• **WORK TO DO**
Change "gate post" to "fence post" in the records from their start through the line holding "[79,84,272,113]", inclusive, keeping everything else the same. Leave the pictures out of your answer.

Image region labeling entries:
____________________

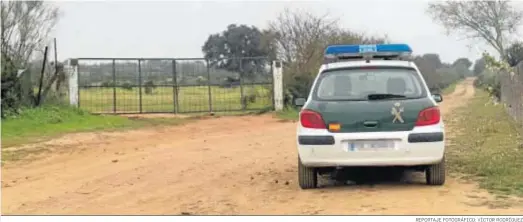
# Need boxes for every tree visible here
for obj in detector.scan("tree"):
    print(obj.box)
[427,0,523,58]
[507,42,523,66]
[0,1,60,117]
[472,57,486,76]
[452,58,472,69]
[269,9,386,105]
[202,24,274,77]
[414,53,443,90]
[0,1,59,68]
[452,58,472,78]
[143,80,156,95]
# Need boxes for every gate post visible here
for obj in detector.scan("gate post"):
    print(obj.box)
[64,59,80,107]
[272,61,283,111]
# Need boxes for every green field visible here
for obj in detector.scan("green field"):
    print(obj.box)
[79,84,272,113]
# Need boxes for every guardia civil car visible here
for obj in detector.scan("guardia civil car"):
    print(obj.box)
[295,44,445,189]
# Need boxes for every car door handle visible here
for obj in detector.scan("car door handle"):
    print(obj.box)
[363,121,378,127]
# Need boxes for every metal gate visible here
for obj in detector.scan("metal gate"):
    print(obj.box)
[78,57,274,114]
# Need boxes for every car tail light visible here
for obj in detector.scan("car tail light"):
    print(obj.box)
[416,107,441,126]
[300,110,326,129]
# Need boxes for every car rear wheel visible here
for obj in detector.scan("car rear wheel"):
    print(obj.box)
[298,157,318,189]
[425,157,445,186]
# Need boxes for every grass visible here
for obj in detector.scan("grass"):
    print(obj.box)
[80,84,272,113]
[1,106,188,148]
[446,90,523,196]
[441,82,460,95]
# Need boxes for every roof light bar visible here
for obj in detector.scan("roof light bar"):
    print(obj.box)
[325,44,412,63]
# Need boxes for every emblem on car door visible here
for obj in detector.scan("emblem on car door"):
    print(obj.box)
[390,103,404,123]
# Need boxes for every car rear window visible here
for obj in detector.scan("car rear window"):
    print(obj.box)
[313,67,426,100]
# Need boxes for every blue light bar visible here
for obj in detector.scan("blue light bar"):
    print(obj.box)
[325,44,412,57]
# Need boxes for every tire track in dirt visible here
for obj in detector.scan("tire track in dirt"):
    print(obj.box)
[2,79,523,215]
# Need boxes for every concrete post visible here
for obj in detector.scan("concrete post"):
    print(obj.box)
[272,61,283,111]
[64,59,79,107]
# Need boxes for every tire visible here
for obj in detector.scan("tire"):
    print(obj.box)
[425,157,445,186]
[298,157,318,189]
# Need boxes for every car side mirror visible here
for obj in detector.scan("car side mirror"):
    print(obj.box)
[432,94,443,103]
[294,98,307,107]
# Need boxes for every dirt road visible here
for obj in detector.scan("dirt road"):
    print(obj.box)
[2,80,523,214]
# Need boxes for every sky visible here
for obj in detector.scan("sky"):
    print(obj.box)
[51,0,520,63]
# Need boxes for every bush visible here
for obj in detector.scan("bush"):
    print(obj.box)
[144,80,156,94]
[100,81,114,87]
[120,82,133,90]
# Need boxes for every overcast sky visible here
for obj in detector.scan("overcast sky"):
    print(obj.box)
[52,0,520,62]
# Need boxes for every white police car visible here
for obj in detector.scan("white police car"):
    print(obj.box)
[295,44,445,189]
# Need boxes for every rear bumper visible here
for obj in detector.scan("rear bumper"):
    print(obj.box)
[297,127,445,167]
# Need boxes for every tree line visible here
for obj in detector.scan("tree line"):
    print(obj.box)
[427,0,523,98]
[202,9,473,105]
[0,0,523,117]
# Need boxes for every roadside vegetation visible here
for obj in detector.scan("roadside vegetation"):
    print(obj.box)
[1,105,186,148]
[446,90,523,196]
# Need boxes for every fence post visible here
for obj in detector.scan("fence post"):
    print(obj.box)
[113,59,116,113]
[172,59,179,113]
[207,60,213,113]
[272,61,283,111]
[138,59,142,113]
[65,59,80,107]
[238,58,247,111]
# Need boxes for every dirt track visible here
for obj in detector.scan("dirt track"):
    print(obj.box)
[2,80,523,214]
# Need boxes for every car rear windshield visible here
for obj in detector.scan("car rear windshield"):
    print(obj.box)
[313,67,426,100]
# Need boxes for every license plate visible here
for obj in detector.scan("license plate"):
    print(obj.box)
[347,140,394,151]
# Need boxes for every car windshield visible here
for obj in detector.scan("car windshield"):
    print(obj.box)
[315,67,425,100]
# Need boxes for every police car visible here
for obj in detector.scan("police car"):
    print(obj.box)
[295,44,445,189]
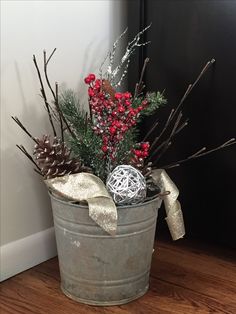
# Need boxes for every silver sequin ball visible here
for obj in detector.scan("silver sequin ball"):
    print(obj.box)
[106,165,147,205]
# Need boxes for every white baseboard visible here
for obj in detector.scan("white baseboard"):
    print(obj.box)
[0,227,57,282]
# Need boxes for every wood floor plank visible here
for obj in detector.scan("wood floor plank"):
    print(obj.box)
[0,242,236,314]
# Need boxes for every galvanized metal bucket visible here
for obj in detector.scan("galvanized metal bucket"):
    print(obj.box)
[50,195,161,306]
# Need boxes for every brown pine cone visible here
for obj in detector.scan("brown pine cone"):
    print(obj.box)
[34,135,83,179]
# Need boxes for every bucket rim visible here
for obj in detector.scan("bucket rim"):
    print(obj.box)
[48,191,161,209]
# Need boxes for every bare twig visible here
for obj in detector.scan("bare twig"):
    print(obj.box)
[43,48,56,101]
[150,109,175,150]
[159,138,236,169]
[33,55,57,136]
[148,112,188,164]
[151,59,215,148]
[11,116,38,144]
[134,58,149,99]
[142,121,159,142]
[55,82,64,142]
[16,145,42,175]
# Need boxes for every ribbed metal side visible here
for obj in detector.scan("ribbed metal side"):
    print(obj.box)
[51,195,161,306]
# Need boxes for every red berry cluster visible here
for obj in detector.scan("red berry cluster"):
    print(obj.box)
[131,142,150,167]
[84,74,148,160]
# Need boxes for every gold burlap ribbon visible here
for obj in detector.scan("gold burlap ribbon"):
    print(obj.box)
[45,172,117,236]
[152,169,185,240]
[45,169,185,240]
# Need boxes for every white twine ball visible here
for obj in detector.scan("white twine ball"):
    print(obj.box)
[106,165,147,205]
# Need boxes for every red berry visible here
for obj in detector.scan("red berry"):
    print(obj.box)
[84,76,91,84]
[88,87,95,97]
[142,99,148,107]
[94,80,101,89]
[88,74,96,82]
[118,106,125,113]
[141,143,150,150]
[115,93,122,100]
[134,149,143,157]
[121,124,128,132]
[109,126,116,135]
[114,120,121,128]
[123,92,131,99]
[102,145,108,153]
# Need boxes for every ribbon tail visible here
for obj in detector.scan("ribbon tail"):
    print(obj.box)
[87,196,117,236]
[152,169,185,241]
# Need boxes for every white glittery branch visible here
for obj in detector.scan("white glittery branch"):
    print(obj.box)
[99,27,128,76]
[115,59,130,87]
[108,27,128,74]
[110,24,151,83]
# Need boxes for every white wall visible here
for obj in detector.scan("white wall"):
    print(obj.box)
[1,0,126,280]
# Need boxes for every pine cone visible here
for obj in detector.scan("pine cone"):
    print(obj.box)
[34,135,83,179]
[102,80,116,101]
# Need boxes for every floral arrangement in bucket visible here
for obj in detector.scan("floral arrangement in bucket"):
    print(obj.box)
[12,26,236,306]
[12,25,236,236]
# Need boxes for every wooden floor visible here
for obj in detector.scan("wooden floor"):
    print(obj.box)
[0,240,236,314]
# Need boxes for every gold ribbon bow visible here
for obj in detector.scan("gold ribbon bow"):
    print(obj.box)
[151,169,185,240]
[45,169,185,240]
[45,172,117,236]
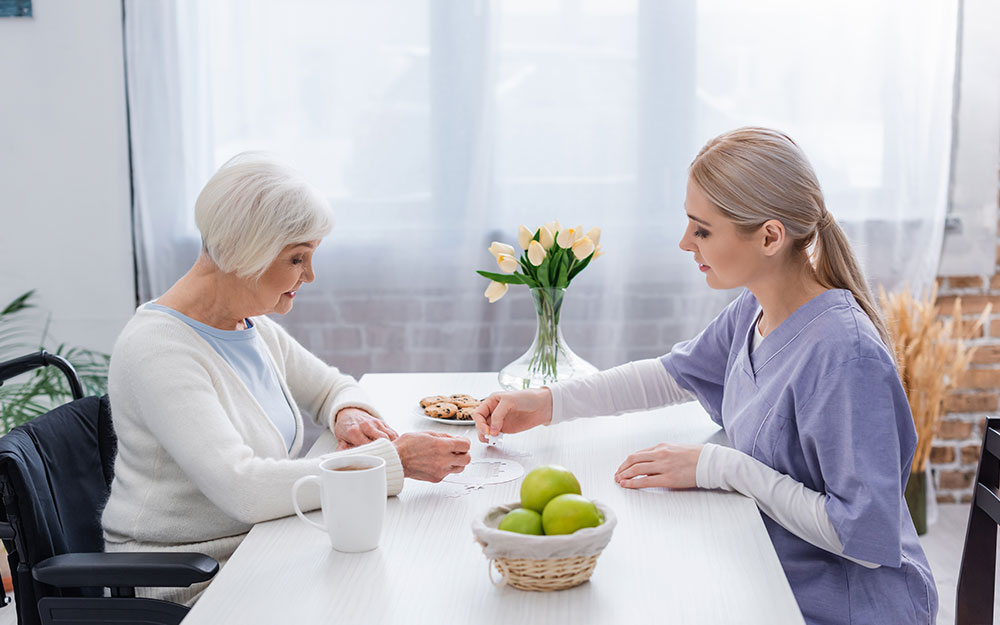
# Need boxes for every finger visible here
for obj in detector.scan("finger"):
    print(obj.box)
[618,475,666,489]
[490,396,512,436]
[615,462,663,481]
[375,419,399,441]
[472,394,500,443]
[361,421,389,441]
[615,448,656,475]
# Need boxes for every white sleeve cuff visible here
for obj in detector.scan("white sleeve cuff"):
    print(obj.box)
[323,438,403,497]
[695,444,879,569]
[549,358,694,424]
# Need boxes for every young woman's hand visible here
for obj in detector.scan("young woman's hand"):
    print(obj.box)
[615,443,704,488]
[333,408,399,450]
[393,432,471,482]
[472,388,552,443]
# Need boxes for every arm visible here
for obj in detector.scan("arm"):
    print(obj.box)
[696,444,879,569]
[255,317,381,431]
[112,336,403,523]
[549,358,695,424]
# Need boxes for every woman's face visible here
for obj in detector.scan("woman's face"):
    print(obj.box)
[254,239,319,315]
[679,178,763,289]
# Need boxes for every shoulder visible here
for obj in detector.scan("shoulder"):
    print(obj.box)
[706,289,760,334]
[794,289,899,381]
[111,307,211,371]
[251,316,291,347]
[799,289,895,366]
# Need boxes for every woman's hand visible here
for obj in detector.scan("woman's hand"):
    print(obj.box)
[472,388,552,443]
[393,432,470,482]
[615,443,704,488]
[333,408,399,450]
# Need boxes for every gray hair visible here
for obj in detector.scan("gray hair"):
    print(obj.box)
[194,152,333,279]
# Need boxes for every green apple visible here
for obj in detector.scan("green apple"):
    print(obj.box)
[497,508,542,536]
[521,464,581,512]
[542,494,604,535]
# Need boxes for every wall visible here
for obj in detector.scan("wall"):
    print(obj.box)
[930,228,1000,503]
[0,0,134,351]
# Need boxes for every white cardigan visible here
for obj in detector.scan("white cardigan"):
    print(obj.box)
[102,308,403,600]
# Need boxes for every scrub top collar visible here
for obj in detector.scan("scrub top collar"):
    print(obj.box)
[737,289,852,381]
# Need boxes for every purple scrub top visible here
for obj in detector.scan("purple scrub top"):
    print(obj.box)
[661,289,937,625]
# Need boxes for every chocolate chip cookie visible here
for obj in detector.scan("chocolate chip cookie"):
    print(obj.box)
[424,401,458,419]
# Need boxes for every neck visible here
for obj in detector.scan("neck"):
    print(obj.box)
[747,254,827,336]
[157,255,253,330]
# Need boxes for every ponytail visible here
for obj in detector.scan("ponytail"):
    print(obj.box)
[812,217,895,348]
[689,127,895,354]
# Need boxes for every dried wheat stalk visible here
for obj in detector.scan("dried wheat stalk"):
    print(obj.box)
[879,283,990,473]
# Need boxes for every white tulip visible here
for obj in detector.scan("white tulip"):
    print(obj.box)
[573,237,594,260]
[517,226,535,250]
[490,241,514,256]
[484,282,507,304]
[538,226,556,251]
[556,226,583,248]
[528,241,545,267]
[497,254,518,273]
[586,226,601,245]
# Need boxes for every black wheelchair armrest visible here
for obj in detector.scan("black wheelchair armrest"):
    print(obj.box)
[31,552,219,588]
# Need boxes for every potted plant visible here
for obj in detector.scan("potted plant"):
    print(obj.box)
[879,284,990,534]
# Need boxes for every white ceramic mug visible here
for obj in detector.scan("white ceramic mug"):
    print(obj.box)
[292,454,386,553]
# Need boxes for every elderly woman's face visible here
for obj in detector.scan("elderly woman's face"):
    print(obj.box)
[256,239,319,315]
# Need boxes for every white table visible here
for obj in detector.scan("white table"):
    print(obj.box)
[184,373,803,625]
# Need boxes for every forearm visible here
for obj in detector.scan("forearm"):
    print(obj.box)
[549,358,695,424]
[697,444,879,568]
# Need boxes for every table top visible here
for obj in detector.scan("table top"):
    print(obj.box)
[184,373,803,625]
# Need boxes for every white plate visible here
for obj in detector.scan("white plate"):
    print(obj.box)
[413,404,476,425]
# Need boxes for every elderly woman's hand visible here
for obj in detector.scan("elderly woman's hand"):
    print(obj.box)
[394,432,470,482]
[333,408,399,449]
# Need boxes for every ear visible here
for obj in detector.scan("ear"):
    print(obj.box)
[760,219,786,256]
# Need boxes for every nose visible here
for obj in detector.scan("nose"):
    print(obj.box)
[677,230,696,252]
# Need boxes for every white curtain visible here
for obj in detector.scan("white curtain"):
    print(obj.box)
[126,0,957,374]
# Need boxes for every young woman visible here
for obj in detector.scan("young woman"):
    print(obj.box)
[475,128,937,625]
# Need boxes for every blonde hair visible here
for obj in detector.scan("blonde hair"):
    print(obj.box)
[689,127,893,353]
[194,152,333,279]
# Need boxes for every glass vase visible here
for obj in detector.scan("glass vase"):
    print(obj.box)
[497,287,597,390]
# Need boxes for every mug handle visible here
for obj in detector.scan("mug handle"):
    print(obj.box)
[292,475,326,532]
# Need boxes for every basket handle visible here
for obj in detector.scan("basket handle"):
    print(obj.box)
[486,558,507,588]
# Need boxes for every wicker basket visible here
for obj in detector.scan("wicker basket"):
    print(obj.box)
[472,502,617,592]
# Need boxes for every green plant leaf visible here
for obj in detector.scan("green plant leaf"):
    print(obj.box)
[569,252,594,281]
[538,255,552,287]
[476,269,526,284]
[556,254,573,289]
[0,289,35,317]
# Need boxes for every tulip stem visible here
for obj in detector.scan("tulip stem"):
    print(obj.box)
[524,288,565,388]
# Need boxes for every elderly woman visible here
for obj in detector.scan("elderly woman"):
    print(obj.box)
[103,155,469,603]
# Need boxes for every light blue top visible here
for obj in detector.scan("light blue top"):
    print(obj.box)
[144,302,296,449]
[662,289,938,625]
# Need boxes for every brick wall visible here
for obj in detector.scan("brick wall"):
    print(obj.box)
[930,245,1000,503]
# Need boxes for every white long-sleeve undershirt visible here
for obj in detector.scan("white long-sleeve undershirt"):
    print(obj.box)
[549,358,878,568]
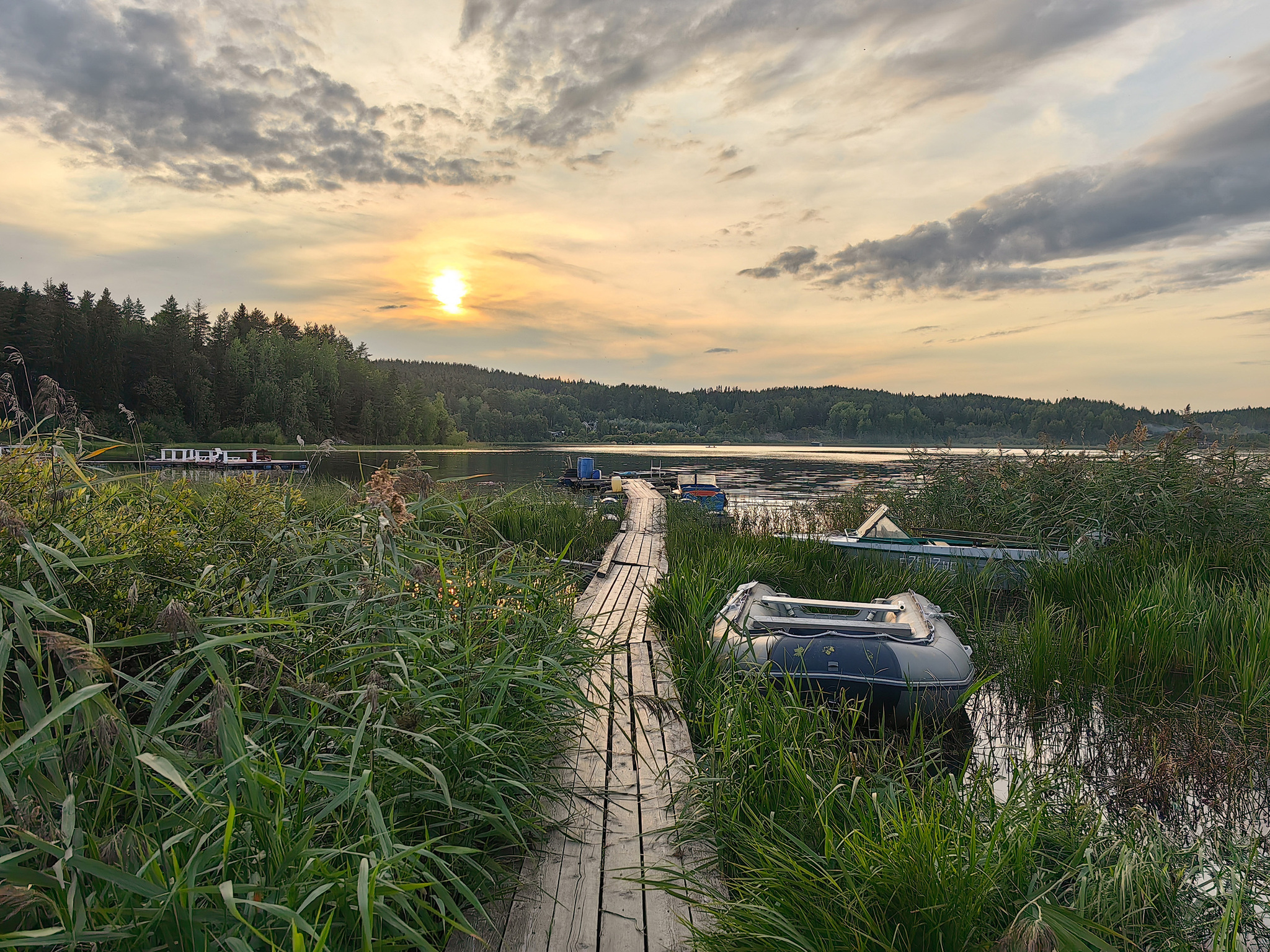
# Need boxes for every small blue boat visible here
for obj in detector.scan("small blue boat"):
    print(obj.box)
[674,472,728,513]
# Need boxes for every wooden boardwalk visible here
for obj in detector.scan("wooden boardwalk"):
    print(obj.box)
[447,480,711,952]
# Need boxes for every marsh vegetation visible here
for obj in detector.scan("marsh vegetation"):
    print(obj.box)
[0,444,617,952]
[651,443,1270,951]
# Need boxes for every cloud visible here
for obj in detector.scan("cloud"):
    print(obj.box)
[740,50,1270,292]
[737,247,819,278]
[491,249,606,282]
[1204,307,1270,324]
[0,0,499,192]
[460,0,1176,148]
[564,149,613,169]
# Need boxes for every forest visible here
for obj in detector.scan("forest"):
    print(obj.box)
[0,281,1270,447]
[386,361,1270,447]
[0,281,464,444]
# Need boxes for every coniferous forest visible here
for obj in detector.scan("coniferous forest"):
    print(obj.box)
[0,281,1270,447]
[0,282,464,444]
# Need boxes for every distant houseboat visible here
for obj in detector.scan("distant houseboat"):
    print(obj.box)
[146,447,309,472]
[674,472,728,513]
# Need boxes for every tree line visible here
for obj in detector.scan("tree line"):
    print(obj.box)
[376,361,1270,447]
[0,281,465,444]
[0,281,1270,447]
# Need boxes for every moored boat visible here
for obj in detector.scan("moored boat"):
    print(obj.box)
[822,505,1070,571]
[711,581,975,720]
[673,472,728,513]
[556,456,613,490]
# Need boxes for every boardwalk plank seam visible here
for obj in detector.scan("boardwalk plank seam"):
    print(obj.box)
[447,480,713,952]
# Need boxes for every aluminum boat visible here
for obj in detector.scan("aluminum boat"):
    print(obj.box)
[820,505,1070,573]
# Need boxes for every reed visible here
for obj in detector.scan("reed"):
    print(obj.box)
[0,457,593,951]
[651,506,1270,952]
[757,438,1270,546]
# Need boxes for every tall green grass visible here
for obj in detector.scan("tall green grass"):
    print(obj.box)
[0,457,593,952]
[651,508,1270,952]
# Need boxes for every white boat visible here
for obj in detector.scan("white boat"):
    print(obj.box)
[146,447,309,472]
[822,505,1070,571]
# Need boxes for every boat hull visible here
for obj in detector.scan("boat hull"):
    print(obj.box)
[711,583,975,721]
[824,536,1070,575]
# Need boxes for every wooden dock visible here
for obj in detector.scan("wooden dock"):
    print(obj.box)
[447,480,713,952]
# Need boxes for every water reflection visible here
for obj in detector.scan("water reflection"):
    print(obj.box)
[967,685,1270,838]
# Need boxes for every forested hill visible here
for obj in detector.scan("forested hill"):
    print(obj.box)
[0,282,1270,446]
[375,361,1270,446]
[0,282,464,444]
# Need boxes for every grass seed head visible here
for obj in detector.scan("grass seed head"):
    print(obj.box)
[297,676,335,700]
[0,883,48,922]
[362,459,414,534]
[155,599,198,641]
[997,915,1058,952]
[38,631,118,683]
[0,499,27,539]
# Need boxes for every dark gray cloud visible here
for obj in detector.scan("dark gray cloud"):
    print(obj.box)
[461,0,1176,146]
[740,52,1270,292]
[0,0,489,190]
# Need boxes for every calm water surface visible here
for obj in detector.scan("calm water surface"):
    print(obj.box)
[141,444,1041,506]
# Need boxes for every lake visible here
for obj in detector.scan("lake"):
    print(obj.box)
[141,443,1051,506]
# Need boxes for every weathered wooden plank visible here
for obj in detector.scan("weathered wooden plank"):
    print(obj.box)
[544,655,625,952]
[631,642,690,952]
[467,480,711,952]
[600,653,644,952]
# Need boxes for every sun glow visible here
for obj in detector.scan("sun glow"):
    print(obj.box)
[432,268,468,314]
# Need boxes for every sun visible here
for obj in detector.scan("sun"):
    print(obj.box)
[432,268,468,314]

____________________

• **THE COMPLETED TASK**
# Need boxes for every tree visible here
for obj in detector.scan("tree"):
    print(obj.box)
[427,0,523,58]
[507,42,523,66]
[0,1,60,117]
[472,57,486,76]
[452,58,472,69]
[269,9,386,105]
[202,24,274,77]
[414,53,443,90]
[0,1,59,68]
[452,58,472,78]
[143,80,156,95]
# Need boxes for every fence post visible here
for obj in detector.scan("fence post"):
    print(obj.box)
[64,59,80,107]
[272,61,283,111]
# Need boxes for every green field visible here
for obj in detector.scan("green field"):
    print(obj.box)
[79,84,272,113]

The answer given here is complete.